(REQUIREMENT) Repeat the lines of the listing below exactly, starting at the line that contains "target | limestone cliff" and running through the last line, both included, and only those.

(DATA SHOWN)
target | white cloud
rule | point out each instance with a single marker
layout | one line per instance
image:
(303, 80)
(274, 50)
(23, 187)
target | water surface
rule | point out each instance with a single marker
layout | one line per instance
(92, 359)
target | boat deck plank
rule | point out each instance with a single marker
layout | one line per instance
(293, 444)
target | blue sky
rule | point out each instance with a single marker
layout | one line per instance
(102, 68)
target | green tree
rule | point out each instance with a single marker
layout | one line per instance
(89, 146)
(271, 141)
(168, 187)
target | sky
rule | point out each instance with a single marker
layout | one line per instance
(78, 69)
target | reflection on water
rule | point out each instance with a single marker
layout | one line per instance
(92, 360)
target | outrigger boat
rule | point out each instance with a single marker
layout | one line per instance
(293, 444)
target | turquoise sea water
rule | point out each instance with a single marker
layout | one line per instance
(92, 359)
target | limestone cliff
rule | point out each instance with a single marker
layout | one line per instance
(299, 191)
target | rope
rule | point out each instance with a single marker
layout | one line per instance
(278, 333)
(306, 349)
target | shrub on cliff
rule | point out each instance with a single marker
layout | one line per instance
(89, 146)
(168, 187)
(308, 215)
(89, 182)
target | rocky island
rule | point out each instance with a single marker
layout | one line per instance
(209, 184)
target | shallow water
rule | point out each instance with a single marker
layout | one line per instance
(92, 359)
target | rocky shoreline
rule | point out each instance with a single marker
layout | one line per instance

(SOLUTION TO THE PROBLEM)
target | limestone cliff
rule | point out each instance with a single marker
layout | one line per instance
(299, 191)
target | rope
rule | point out each instance with a single marker
layout | one line per instance
(278, 333)
(306, 349)
target | shrub on cliff
rule | point out each instance with a single marker
layout | one line per instance
(89, 146)
(168, 187)
(308, 215)
(89, 182)
target | rocky island
rule | point out each instance with a single marker
layout | one line per instance
(209, 184)
target | shallow water
rule | point out each instance with a single marker
layout | one line per instance
(92, 359)
target | rocky shoreline
rule | point out each instance with a single marker
layout | one line per instance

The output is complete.